**TASK INPUT:**
--
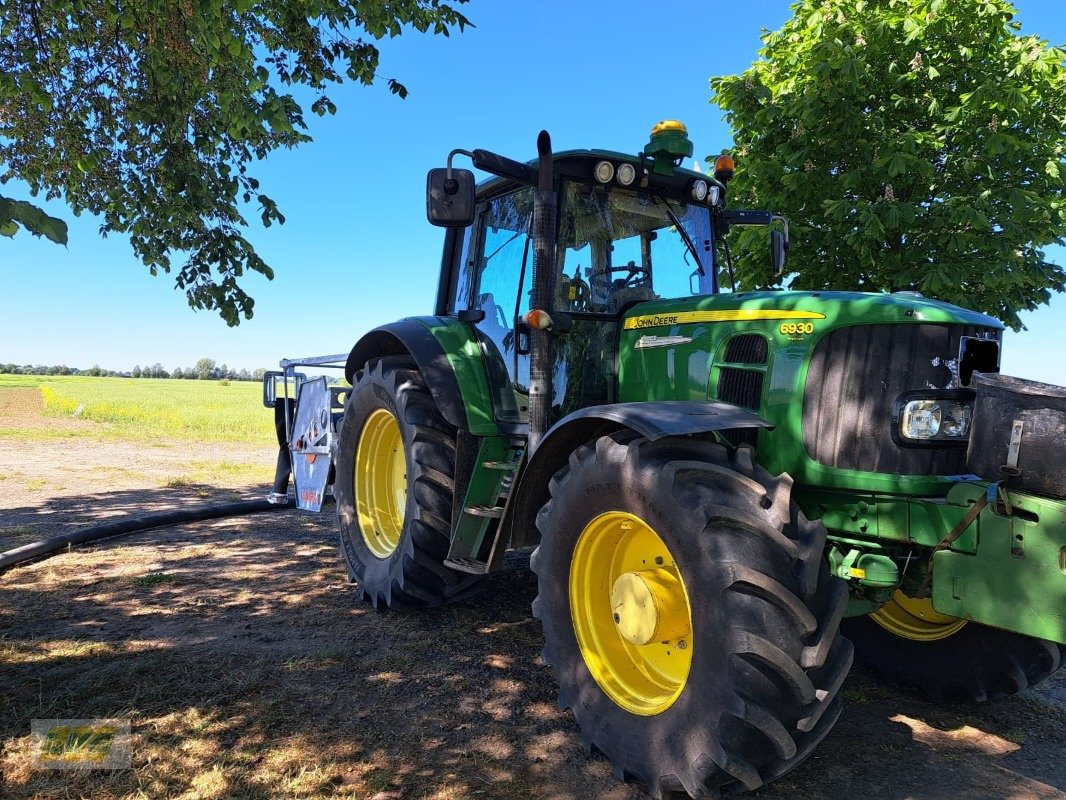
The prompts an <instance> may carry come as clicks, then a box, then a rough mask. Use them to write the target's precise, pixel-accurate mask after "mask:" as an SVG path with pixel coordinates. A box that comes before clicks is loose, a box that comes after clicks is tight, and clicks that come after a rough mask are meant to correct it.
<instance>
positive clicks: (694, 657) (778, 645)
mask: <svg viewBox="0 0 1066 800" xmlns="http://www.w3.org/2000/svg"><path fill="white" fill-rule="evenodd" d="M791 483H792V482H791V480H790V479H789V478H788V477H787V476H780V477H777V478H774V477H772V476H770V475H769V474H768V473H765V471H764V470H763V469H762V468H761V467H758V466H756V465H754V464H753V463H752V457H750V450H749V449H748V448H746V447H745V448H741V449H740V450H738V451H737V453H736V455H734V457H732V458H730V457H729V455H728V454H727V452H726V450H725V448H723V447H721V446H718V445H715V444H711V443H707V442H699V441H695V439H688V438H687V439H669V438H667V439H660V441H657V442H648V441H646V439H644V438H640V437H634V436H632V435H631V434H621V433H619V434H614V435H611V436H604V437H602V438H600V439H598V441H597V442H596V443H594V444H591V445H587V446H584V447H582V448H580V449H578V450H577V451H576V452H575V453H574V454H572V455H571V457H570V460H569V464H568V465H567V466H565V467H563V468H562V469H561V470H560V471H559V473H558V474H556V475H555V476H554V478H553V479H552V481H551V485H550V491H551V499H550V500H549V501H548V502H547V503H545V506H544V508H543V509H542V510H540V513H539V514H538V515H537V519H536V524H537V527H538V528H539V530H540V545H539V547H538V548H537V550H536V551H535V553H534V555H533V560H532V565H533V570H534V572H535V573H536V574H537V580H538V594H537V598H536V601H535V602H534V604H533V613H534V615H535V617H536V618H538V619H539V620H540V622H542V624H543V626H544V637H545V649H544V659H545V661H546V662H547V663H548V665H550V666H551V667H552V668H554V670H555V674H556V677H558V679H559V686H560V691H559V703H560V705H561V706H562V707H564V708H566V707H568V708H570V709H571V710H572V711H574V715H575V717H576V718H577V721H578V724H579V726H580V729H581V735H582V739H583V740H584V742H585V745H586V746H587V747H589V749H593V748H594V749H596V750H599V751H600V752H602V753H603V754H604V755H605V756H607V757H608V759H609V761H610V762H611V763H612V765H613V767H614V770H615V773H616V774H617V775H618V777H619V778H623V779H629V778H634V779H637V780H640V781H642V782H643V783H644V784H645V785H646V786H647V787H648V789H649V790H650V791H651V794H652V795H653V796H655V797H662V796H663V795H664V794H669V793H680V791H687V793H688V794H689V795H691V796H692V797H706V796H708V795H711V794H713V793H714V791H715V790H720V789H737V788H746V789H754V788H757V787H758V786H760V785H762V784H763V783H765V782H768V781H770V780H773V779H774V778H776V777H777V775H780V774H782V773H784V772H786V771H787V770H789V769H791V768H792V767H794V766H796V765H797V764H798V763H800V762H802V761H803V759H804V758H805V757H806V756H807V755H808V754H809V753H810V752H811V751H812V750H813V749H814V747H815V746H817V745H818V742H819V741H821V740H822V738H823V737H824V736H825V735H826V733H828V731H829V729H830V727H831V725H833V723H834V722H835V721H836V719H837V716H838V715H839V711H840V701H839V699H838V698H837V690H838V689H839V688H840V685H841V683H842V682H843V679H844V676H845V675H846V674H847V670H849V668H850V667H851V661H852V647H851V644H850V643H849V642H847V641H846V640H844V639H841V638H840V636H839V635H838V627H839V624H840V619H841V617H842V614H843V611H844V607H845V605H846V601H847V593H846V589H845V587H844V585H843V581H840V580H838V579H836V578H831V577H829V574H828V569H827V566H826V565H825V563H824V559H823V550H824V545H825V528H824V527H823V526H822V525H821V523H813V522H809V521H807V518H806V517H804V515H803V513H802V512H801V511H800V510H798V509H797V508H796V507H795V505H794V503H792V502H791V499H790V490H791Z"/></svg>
--
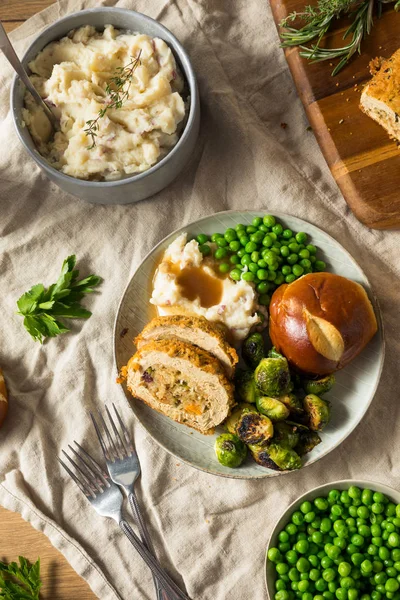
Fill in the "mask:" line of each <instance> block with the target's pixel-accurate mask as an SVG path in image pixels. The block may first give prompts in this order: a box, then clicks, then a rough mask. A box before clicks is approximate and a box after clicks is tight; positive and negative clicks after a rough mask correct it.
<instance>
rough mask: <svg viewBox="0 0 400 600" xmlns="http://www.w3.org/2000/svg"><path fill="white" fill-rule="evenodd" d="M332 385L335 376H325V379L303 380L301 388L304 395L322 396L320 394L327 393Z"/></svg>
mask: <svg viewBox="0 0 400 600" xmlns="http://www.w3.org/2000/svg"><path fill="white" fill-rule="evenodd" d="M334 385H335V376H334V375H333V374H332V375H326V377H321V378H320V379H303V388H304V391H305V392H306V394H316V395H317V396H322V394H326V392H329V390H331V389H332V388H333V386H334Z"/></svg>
--
**WHAT IS REQUIRED:** Please find every line in the records above that holds the word "correct" and copy it.

**PROBLEM SOLUTION:**
The prompts an <instance> may carry come as clicks, then a box, then a rough mask. Use them to write the target's precise, pixel-accurate mask after "mask:" as an SVG path with pixel coordinates. A box that comes before clicks is loose, a box that comes after clicks is tight, and clicks that come after a rough mask are meant to correct it.
Fill in the "mask:" line of each <instance> block with the target's pixel-accurate mask as an SVG path in image pixels. The block may first give prompts in this order: a box, then clicks, then a rough mask. A box before clicks is approximate and a box after clicks is tight; positive and negative clicks after a rough mask correct it.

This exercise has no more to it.